§ To do:
a – Answer these questions from the backend API documentation:
(i) What is the minimum length for an API key?
(ii) How often is key rotation recommended for production?
(iii) What Java version does the project require?
b – Carry the backend API documentation on from its last line.

Note: Rate limiting configuration for production should be set in application.properties on the server.

Rate Limiting Configuration

The rate limiting behavior can be customized through configuration properties in different profile files:

Development Configuration (application.properties)

# Rate limiting configuration for local development
api.security.rate-limit.max-attempts=5         # 5 attempts per window
api.security.rate-limit.window-ms=60000        # 1 minute window
api.security.rate-limit.log-suppression-ms=300000  # 5 minute log suppression

Production Configuration (application-aws.properties)

# Rate limiting configuration for AWS production (stricter)
api.security.rate-limit.max-attempts=3         # 3 attempts per window
api.security.rate-limit.window-ms=300000       # 5 minute window
api.security.rate-limit.log-suppression-ms=600000  # 10 minute log suppression

Customization Options

You can modify these values in the respective profile files for different environments:

# More lenient for development
api.security.rate-limit.max-attempts=10        # 10 attempts per window
api.security.rate-limit.window-ms=30000        # 30 second window
api.security.rate-limit.log-suppression-ms=120000  # 2 minute log suppression

# Stricter for production
api.security.rate-limit.max-attempts=3         # 3 attempts per window
api.security.rate-limit.window-ms=300000       # 5 minute window
api.security.rate-limit.log-suppression-ms=600000  # 10 minute log suppression

Note: These properties are required and must be defined in the appropriate profile file. The application will not start without them.

API Key Usage

Include the API key in your requests:

curl -H "X-API-Key: your_api_key_here" \
     http://localhost:8080/api/v1/metrics/scalar

API Key Requirements

For security, API keys must meet these requirements:

  • Minimum Length: 32 characters
  • Pattern Validation: No repeated words, no only-numeric patterns
  • Format: Alphanumeric with special characters allowed

API Key Management

For detailed information about API key generation, rotation, and best practices, see:

  • API Key Management Guide - Complete guide for managing API keys
  • Key Generation: Use the included script ./scripts/generate-api-key.sh
  • Key Rotation: Recommended every 90 days for production
  • Security: Never commit API keys to Git, use environment variables

Getting Started

Requirements

  • Java 17+
  • Docker and Docker Compose
  • Maven 3.6+ (or use the included wrapper)

Quick Setup

Option 1: Full Docker Deployment (Recommended)

  1. Clone and navigate to the project

    git clone https://github.com/AlexanderIglesias/leonardo-backend
    cd leonardo-backend
  2. Start the complete stack with Docker Compose

    cd src/main/docker
    docker-compose up -d
  3. Check it's working

Option 2: Local Development (Database Only in Docker)

  1. Clone and navigate to the project

    git clone https://github.com/AlexanderIglesias/leonardo-backend
    cd leonardo-backend
  2. Start only the MySQL database container

    cd src/main/docker
    docker-compose up -d mysql
  3. Run the Spring Boot application locally

    ./mvnw spring-boot:run
  4. Check it's working

🔗 API Endpoints

All endpoints are available under /api/v1/metrics and designed to answer the SENASoft challenge questions:

Endpoint SENASoft Question Addressed Description
GET /scalar General overview Total apprentices, backend profiles %, training centers count, average English proficiency
GET /by-center Apprentices by training center + Recommended instructors + GitHub users + B1/B2 English by center Complete metrics grouped by SENA training centers
GET /by-program Apprentices by center and training program Metrics by training center and program (limited to 4 programs)

(Phrase grounding data)
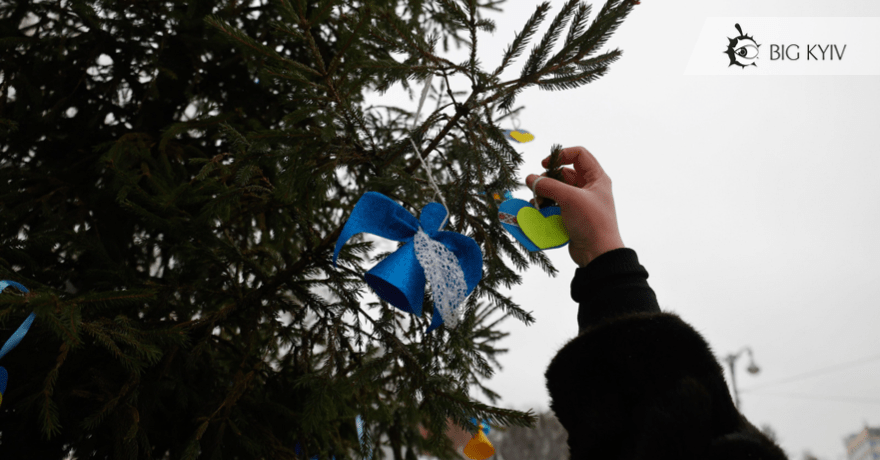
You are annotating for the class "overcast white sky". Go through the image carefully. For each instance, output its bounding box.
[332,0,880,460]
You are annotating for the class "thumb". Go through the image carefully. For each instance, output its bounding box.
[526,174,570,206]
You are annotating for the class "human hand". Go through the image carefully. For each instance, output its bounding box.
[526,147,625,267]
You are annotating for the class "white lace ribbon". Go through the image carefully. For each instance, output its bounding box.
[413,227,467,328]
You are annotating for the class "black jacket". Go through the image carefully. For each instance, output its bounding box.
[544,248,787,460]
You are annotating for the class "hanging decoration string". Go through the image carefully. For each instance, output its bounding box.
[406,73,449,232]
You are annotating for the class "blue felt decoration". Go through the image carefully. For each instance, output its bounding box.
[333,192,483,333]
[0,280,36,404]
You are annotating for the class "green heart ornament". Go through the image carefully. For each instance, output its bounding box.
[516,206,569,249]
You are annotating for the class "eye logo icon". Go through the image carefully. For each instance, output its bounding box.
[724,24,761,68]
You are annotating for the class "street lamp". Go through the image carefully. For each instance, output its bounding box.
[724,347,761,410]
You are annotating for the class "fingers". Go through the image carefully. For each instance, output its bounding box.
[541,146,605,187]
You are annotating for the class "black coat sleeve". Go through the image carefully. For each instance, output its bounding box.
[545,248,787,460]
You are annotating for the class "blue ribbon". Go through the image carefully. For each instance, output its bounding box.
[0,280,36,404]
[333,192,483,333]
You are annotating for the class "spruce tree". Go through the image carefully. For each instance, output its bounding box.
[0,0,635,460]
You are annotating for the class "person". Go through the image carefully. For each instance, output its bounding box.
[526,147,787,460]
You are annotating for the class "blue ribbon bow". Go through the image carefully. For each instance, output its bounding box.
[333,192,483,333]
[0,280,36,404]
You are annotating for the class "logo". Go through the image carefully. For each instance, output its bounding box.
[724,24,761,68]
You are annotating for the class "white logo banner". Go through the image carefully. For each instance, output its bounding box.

§ Numbered responses:
a –
(i) 32 characters
(ii) Every 90 days
(iii) Java 17+

b –
GET /by-department Apprentices by Colombian department Geographic distribution of apprentices who responded to the survey
GET /github-users Apprentices with GitHub accounts Specific metrics for GitHub users per training center with percentages
GET /english-level Apprentices with B1/B2 English level Specific metrics for English proficiency per training center with percentages
GET /apprentice-count Apprentice count by training center Simple count of apprentices per center without additional metrics
GET /recommended-instructors Recommended instructors by training center Specific list of recommended instructors per center with counts

Example Responses

Success Response

// GET /api/v1/metrics/scalar
[
  {
    "description": "# Aprendices inscritos únicos",
    "value": 775
  },
  {
    "description": "% de perfiles DEV Backend",
    "value": "43.5%"
  }
]

Error Response

// Error handling example
{
  "status": 500,
  "message": "Error processing metrics request",
  "details": "Database connection failed",
  "timestamp": "2025-08-22T11:21:37",
  "path": "/api/v1/metrics/scalar",
  "validationErrors": []
}

Project Structure

src/main/java/com/alphanet/products/leonardobackend/
├── config/              # App configuration & data initialization
├── controller/          # REST endpoints with Spring Boot error handling
├── dto/                 # Data transfer objects including error responses
│   └── projection/      # Database projections for optimized queries
├── entity/              # Database entities (Department, TrainingCenter, Program, Instructor)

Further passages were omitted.